*** Opening EXERCISE MATERIALS ***

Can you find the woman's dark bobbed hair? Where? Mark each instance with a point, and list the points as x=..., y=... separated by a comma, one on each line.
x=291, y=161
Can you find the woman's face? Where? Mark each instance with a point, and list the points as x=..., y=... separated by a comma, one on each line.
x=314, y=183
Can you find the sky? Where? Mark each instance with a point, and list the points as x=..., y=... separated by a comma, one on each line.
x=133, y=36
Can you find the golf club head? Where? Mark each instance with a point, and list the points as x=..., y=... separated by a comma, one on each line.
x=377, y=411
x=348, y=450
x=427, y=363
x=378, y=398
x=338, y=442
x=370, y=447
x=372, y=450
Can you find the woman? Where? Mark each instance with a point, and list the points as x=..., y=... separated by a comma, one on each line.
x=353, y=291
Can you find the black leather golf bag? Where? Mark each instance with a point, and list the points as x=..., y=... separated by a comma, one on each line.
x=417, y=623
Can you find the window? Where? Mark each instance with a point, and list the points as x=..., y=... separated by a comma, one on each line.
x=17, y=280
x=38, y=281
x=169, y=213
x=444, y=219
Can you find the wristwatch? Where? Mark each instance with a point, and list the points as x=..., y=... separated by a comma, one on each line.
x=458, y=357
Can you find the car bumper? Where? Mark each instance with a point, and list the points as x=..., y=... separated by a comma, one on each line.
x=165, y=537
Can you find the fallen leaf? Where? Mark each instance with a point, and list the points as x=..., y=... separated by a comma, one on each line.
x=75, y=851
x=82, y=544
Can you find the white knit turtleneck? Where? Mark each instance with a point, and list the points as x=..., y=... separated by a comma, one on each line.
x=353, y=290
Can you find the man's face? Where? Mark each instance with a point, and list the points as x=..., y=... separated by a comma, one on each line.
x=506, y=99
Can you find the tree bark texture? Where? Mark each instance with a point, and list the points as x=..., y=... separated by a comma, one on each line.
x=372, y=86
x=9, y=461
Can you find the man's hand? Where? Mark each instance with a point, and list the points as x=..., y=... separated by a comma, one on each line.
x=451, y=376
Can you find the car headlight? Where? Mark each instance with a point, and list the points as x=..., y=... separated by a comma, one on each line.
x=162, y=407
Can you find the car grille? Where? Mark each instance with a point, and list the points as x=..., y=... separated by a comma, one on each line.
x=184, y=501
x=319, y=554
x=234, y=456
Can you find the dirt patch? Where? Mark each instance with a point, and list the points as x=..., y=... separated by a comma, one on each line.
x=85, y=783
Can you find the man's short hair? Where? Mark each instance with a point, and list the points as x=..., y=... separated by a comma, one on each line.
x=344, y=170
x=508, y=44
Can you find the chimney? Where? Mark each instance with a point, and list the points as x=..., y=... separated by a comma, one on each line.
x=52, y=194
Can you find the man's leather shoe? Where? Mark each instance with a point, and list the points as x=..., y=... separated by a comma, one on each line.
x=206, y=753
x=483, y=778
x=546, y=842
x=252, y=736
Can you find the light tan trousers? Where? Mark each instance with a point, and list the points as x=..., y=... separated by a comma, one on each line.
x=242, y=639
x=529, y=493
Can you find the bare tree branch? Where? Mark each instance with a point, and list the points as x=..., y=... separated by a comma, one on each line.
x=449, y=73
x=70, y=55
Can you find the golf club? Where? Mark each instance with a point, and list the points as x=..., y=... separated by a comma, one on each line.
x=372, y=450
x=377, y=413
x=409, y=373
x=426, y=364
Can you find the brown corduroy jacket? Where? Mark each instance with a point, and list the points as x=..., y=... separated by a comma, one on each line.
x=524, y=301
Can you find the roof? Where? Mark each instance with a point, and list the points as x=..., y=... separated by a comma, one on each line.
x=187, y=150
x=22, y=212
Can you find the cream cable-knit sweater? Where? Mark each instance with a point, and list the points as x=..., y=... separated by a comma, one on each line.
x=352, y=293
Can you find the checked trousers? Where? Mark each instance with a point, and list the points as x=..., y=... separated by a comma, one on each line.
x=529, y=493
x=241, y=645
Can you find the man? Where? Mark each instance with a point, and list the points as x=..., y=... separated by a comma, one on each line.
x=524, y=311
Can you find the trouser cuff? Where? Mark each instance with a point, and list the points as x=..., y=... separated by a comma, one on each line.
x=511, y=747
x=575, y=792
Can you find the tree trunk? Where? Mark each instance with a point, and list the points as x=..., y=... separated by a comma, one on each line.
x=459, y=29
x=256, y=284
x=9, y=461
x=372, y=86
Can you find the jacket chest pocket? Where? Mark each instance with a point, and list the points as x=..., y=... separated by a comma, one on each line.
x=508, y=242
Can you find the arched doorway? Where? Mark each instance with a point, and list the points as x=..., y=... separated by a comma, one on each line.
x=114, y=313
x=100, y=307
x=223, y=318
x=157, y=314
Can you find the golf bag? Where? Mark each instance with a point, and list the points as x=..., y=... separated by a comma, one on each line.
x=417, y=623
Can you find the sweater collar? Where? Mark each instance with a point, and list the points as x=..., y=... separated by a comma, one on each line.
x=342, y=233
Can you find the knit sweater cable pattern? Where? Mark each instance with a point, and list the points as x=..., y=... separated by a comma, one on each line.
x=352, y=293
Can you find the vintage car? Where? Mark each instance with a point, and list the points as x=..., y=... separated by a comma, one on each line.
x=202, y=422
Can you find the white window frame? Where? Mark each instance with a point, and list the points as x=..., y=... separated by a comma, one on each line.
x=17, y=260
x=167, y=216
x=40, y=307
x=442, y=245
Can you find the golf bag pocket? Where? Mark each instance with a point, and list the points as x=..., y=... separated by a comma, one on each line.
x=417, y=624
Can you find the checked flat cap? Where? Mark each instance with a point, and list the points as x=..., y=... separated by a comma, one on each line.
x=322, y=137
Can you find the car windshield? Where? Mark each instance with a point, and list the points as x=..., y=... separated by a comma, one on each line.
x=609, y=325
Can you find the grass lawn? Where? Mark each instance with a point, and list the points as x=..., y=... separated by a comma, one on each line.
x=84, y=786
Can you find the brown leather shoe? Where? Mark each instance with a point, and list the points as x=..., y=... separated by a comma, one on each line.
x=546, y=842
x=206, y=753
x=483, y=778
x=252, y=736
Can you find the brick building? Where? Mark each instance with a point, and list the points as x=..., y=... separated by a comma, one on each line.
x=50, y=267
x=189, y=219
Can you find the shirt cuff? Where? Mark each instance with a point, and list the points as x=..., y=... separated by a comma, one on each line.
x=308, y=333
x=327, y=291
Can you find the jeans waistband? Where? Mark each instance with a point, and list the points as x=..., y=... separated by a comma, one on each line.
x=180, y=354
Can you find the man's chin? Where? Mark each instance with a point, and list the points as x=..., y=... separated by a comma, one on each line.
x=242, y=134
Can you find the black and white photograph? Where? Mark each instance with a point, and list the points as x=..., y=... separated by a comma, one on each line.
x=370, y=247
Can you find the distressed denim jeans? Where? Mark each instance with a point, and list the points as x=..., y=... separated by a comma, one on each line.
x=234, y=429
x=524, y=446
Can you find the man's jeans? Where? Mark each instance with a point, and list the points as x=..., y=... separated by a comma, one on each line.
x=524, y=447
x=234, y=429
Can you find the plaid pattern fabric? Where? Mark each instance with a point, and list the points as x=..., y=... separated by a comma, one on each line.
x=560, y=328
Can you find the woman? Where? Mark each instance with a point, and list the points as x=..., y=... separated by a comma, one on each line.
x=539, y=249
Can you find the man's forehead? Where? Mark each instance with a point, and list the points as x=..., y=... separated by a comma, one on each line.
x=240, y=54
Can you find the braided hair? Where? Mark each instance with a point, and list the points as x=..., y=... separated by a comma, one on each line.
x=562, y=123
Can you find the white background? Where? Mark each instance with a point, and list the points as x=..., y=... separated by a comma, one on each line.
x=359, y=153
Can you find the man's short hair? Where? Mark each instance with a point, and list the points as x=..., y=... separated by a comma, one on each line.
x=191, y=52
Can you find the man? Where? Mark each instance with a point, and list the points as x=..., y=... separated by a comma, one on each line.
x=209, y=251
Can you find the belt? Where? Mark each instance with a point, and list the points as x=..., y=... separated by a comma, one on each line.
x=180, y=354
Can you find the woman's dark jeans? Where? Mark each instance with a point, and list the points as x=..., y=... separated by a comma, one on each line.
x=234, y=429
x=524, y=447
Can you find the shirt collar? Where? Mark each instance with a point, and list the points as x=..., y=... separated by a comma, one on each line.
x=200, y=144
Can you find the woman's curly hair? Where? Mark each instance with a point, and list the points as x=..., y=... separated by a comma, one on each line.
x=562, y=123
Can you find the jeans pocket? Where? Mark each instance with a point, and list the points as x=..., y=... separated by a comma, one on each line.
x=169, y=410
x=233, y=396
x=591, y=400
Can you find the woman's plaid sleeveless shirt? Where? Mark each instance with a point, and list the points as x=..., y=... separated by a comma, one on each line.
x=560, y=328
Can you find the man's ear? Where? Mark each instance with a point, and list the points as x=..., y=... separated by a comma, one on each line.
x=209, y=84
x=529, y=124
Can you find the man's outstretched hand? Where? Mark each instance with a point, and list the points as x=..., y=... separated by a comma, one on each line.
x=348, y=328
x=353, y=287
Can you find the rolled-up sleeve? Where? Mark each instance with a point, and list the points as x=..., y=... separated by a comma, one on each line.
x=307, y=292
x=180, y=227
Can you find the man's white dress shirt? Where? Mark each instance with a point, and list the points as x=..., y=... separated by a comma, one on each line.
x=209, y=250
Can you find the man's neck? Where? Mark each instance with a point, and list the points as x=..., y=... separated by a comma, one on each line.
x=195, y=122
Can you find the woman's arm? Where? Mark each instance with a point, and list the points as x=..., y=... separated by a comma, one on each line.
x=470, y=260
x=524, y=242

*** Closing EXERCISE MATERIALS ***

Everything from the line containing "Can you find the rolled-up" through the final line of the records is what you should print, exactly and with nothing added.

Can you find the rolled-up sleeve? Where? Mark each instance with a point, and list the points as x=..., y=... separated by a comma, one on each line.
x=307, y=292
x=180, y=227
Can you find the man's white dress shirt? Where? Mark each instance with a point, and list the points as x=..., y=... separated by a comma, one on each line.
x=209, y=250
Can you find the man's neck? Where? Mark each instance with a point, and list the points as x=..., y=... separated by a comma, one on each line.
x=195, y=122
Can you find the woman's arm? Where? Mark each instance with a point, and list the points as x=..., y=... separated by a comma, one on each line.
x=470, y=260
x=524, y=242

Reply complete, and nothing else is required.